--- What the task asks ---
Find the line holding "Target: blue jacket" in the entries below. Give it again exactly, along with every line after it up to and including the line holding "Target: painting of face".

******************************

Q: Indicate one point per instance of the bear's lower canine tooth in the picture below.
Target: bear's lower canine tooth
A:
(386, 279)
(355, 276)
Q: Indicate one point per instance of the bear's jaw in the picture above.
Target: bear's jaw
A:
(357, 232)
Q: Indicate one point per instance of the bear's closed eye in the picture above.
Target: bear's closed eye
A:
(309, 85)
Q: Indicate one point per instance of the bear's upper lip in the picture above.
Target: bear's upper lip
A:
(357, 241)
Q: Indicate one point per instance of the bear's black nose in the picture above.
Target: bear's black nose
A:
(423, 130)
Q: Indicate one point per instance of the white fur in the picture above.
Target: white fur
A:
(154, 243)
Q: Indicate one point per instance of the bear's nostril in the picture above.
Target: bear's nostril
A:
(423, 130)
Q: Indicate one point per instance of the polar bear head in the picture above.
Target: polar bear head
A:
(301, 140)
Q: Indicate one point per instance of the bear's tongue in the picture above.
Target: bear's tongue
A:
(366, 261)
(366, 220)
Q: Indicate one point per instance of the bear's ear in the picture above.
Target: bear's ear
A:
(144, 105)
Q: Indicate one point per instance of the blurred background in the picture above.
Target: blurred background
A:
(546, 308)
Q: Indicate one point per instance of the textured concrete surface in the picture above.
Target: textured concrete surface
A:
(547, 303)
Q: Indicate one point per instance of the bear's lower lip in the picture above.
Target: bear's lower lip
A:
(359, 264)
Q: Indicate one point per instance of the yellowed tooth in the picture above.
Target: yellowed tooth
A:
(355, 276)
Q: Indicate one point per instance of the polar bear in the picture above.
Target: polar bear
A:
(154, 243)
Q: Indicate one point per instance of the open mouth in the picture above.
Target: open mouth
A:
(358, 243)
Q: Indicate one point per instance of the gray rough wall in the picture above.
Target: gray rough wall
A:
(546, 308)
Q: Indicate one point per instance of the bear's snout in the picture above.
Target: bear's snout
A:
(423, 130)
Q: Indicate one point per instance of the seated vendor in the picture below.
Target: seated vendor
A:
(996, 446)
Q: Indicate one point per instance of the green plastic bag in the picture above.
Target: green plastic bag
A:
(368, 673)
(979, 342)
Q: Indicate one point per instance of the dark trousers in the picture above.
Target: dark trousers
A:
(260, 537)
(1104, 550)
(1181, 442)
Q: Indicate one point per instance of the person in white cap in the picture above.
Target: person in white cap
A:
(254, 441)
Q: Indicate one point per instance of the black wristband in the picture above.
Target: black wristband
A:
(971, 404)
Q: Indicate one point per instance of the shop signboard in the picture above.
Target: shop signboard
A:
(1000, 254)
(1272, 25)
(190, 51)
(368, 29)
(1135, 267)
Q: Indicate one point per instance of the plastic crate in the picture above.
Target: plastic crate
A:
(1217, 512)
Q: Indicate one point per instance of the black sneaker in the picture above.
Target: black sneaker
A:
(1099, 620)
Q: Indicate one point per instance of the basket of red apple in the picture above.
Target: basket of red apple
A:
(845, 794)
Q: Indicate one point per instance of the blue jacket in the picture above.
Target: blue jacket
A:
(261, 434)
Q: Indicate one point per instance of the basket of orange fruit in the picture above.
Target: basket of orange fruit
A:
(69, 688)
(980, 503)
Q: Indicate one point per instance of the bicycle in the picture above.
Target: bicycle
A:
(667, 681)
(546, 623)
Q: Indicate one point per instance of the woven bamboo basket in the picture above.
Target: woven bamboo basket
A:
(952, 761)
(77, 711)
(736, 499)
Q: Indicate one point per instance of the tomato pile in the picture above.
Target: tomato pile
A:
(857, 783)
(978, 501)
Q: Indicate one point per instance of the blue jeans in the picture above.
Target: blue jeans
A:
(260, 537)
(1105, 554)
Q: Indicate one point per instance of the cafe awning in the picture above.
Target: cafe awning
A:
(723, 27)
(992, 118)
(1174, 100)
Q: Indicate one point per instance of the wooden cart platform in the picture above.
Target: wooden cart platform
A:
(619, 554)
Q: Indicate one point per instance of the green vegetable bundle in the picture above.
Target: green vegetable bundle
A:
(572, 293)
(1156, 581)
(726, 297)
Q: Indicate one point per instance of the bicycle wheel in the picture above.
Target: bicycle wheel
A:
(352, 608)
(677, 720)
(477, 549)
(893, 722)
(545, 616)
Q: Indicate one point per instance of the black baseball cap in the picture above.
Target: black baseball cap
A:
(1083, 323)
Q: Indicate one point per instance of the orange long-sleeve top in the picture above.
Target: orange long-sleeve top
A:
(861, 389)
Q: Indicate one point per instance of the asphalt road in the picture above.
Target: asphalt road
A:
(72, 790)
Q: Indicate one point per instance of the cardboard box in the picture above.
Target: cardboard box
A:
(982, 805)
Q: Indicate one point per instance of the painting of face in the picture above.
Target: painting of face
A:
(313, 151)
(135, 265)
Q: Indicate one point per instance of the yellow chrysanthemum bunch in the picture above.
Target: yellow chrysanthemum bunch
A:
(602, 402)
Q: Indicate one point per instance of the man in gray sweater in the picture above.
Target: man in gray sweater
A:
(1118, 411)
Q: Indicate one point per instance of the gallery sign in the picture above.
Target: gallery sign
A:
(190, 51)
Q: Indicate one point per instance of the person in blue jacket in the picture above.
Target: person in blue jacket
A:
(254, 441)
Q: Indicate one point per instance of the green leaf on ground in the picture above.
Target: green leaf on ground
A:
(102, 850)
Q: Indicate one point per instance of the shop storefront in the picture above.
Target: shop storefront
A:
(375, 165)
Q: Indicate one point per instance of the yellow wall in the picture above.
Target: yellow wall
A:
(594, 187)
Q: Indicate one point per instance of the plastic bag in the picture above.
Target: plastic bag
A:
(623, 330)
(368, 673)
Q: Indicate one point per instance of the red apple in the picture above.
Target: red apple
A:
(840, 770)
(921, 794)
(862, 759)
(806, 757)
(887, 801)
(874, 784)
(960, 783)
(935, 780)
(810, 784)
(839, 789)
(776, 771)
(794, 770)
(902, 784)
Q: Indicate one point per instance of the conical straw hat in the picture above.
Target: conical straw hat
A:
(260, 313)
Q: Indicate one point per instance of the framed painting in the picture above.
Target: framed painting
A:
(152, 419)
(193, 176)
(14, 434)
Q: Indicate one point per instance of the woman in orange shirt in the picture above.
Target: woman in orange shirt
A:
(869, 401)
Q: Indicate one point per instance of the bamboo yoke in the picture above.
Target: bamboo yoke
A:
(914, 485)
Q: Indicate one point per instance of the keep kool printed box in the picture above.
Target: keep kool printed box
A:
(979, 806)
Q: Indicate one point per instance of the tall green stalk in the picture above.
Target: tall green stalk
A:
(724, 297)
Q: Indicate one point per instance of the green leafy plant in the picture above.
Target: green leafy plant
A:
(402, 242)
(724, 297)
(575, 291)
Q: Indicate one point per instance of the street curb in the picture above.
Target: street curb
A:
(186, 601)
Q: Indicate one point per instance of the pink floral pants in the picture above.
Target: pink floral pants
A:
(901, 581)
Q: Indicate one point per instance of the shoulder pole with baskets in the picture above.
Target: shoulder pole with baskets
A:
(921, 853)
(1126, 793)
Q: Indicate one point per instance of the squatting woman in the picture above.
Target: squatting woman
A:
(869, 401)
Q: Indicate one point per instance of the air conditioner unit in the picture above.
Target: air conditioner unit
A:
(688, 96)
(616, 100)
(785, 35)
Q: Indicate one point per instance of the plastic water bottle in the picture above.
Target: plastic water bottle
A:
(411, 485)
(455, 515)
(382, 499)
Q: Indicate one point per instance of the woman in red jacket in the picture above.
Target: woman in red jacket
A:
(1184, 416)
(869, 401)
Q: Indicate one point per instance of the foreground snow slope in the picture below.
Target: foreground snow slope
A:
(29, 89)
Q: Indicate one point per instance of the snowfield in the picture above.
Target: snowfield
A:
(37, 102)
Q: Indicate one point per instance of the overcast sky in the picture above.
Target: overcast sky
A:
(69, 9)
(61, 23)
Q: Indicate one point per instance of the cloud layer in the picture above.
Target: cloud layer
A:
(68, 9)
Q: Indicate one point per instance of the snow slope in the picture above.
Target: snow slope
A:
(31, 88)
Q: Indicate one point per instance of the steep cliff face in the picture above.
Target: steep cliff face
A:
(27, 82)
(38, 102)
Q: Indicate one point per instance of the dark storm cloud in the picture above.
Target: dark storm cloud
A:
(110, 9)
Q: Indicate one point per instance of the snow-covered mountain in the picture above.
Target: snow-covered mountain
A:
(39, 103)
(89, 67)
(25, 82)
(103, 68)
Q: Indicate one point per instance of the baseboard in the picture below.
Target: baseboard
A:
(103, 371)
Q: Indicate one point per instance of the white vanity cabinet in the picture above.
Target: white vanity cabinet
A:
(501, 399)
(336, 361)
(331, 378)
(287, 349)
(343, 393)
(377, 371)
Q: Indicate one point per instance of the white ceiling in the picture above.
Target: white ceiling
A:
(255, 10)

******************************

--- Task result ---
Target: blue jacket
A:
(261, 434)
Q: Indicate one point per instance of the basket of orange fruit in the picture above.
Target: basket of orange fruit
A:
(69, 688)
(980, 503)
Q: Indicate one point per instance of the bicycle in the picture above.
Target: bicycle
A:
(667, 681)
(546, 623)
Q: Indicate one point per instance of the woven bamboo basket in the picture above.
Target: woven bamboo basket
A:
(952, 761)
(77, 711)
(736, 499)
Q: Indicate one point per instance of the tomato pile in the picture above.
Target: tomato pile
A:
(857, 783)
(978, 501)
Q: Indicate one point per instance of the blue jeans in the picture above.
Target: blue jeans
A:
(260, 537)
(1105, 554)
Q: Indicate one point per instance of the cafe awning in the picture above.
Target: cafe awning
A:
(723, 27)
(992, 118)
(1174, 100)
Q: Indicate one point per instance of the wooden cart platform in the picture above.
Target: wooden cart platform
A:
(619, 554)
Q: Indicate one point per instance of the green vegetable bundle in the picture above.
Target: green vegetable bundle
A:
(572, 293)
(1156, 581)
(726, 297)
Q: Indicate one point per instance of the bicycle wheel in the picture above.
Target: bicycle wheel
A:
(352, 608)
(677, 720)
(477, 549)
(893, 722)
(545, 616)
Q: Indicate one point per instance of the black baseball cap in the picture above.
Target: black baseball cap
A:
(1083, 323)
Q: Indicate one point per instance of the orange long-sleeve top in the picture above.
Target: orange long-sleeve top
A:
(861, 389)
Q: Indicate one point per instance of the asphalt road in the picture above.
Target: asphalt road
A:
(72, 790)
Q: Indicate one point per instance of the cardboard box in the picture above.
Target: cardboard box
A:
(982, 805)
Q: Indicate one point per instance of the painting of face in the picture above.
Target: painting of face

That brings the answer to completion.